What to do
The response must consist of every record, restated word for word.

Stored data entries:
***

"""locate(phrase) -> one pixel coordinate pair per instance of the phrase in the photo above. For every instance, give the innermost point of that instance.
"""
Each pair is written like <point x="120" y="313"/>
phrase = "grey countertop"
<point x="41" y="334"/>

***

Solved problem
"""locate(phrase) -> one pixel coordinate pair per instance of the phrase in the photo above. For every instance, give the innermost point of that instance.
"""
Each pair is written like <point x="120" y="313"/>
phrase = "grey countertop"
<point x="41" y="334"/>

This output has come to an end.